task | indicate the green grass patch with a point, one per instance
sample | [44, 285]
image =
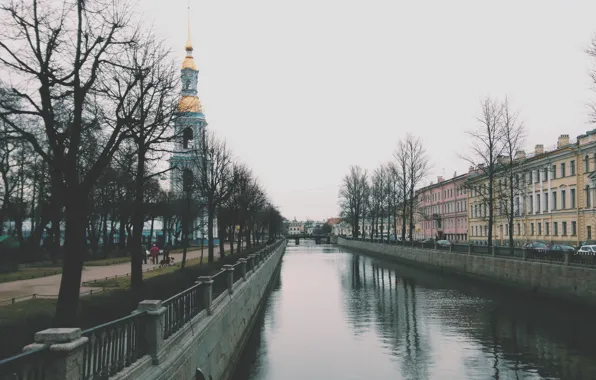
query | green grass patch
[29, 273]
[19, 322]
[106, 262]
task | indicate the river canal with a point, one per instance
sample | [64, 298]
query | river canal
[336, 314]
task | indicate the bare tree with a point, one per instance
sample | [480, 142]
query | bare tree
[402, 173]
[510, 187]
[417, 169]
[154, 81]
[213, 164]
[487, 148]
[352, 194]
[55, 55]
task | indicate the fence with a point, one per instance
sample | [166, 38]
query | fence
[109, 348]
[519, 253]
[30, 365]
[114, 346]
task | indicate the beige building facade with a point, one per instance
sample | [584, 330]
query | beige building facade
[553, 201]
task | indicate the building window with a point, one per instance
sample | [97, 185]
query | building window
[186, 137]
[187, 180]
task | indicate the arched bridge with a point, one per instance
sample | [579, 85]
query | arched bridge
[318, 238]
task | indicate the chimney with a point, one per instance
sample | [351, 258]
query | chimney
[563, 141]
[520, 155]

= = = = = = =

▶ _Work instructions_
Start with the line above that contains "task | indicate the river" and end with the line that contains "sample | [480, 142]". Write out those lines exactly, and only those.

▶ _Your response_
task | indicate the river canal with a point, one per instance
sample | [64, 298]
query | river canal
[336, 314]
task | indicate the bare tree with a point, one per instance
sample | [480, 142]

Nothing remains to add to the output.